(Referring expression data)
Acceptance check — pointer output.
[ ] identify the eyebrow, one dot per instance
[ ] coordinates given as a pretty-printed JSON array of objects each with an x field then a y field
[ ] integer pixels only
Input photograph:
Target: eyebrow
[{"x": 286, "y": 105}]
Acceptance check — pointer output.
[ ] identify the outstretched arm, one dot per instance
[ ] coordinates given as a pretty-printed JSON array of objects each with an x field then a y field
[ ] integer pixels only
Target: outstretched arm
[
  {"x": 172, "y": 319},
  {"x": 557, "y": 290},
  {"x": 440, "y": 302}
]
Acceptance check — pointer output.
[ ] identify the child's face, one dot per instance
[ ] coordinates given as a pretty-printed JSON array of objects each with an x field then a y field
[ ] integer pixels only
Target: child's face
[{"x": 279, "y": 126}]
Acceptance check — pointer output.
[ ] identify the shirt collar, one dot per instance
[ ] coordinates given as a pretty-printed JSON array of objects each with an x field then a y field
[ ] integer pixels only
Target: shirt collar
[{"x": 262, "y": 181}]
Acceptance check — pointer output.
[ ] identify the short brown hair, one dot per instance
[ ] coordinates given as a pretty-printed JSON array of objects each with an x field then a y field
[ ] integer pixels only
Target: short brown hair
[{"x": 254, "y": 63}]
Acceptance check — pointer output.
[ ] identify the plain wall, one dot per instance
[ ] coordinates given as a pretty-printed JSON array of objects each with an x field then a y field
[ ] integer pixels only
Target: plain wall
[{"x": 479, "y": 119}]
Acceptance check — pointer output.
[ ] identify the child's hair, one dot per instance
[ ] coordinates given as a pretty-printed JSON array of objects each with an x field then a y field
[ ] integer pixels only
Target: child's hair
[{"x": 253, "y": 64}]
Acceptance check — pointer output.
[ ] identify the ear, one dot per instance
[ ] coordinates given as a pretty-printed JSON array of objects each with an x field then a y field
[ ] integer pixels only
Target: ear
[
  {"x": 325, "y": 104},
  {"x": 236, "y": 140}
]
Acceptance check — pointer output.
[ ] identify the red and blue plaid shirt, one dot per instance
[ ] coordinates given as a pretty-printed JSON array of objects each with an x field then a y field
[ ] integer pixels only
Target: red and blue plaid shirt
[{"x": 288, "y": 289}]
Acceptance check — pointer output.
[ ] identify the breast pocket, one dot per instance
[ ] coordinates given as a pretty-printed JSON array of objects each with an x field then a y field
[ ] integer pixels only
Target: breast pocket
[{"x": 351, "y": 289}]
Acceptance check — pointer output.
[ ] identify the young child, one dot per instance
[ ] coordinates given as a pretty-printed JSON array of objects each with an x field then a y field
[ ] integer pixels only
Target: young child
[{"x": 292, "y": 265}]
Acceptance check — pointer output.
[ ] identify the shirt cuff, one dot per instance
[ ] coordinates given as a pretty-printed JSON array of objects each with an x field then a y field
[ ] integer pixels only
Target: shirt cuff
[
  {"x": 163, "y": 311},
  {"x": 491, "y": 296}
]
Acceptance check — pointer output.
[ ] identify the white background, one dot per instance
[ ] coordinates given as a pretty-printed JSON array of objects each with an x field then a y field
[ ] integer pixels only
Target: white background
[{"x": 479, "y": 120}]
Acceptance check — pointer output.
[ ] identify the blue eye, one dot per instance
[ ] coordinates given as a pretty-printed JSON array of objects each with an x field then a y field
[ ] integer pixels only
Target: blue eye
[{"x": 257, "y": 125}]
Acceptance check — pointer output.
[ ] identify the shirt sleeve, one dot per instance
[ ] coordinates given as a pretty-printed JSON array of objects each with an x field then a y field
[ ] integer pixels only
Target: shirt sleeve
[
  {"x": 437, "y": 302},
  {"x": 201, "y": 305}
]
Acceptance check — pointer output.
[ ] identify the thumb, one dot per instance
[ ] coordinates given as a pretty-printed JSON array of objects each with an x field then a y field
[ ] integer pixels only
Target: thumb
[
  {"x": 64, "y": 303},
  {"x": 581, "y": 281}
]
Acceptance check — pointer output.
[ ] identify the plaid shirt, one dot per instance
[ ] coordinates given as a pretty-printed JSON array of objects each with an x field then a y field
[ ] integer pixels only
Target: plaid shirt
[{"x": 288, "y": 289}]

_EXERCISE BRIEF_
Exactness is what counts here: write out every record again.

_SOLUTION FOR THIS EXERCISE_
Acceptance check — pointer output.
[ ] identify the eyebrow, one dot per instance
[ ] coordinates given as a pretty-printed JSON array of objects each with an x field then a y field
[ ] integer pixels only
Input photograph:
Target: eyebrow
[{"x": 286, "y": 105}]
Acceptance check — pointer output.
[ ] identify the outstretched arm, one dot per instance
[ ] coordinates given as a pretty-printed JSON array of objects each with an x field then a y field
[ ] integer pixels only
Target: outstretched arm
[
  {"x": 172, "y": 319},
  {"x": 557, "y": 290},
  {"x": 440, "y": 302}
]
Acceptance check — pointer output.
[ ] identify the child's face, one dot per instance
[ ] coordinates given as a pretty-printed JSON array of objects each with an x field then a y field
[ ] integer pixels only
Target: child's face
[{"x": 279, "y": 126}]
Acceptance check — pointer output.
[ ] identify the shirt collar, one dot per instance
[ ] coordinates given as a pretty-printed JSON array of objects each with an x field then a y field
[ ] integer pixels only
Target: shirt collar
[{"x": 262, "y": 181}]
Acceptance check — pointer output.
[ ] identify the short brown hair, one dot per instance
[ ] coordinates given as a pretty-printed JSON array of objects each with an x field then a y field
[ ] integer pixels only
Target: short brown hair
[{"x": 254, "y": 63}]
Acceptance check — pointer output.
[ ] identify the plain wall, one dot per instance
[ ] coordinates given as a pretty-printed JSON array of objects each with an x field then a y field
[ ] integer pixels only
Target: plain wall
[{"x": 479, "y": 119}]
Acceptance check — pointer output.
[ ] identify the child's hair, one dot per instance
[ ] coordinates given as a pretty-printed JSON array of objects each with an x field then a y field
[ ] integer pixels only
Target: child's hair
[{"x": 253, "y": 64}]
Acceptance check — pointer output.
[ ] identify the ear, one dot per instance
[ ] coordinates given as a pretty-printed JSON array of objects each with an x field then a y field
[ ] integer pixels only
Target: ear
[
  {"x": 325, "y": 104},
  {"x": 236, "y": 140}
]
Acceptance check — pointer output.
[ ] identify the red and blue plaid shirt, one dot per instance
[ ] coordinates given as a pretty-printed JSON array of objects each with an x field then a y field
[ ] integer pixels only
Target: red and blue plaid shirt
[{"x": 288, "y": 289}]
Acceptance check — pointer output.
[ ] identify the breast pocket, one dot per instance
[ ] coordinates given as a pretty-printed JSON array of objects each with an x field then a y field
[ ] integer pixels only
Target: breast pocket
[{"x": 351, "y": 289}]
Acceptance check — pointer output.
[ ] identify the young child, one dot per instance
[ ] coordinates given as a pretty-printed JSON array of objects each with an x field then a y field
[ ] integer pixels only
Target: young child
[{"x": 292, "y": 265}]
Acceptance check — pointer output.
[ ] identify the shirt cuff, one dot per instance
[ ] coordinates given as a pretty-printed JSON array of objects each with an x field then a y field
[ ] integer pixels only
Target: shirt cuff
[
  {"x": 163, "y": 311},
  {"x": 491, "y": 296}
]
Acceptance check — pointer output.
[ ] identify the white background, one dot per instance
[ ] coordinates given as a pretty-printed JSON array of objects each with an x field then a y field
[ ] integer pixels only
Target: white background
[{"x": 479, "y": 120}]
Acceptance check — pointer output.
[ ] identify the blue eye, one dot per instance
[ ] coordinates given as a pretty-printed JSON array of objects each with an x field then a y field
[ ] integer pixels only
Target: blue eye
[{"x": 257, "y": 125}]
Acceptance check — pointer output.
[ ] identify the shirt sleeve, one dot per instance
[ ] coordinates given as a pretty-printed JSON array of objects each with an x field then a y field
[ ] integer pixels only
Target: shirt sleeve
[
  {"x": 437, "y": 302},
  {"x": 201, "y": 305}
]
Acceptance check — pointer output.
[ ] identify the thumb, one dot per instance
[ ] coordinates given as a pretty-printed JSON array of objects each with an x field then a y field
[ ] integer pixels only
Target: thumb
[
  {"x": 64, "y": 303},
  {"x": 581, "y": 281}
]
Acceptance check — pointer output.
[ ] identify the plaid shirt, one dot per instance
[ ] coordinates given as a pretty-printed JSON array of objects each with an x field then a y field
[ ] integer pixels only
Target: plaid shirt
[{"x": 288, "y": 289}]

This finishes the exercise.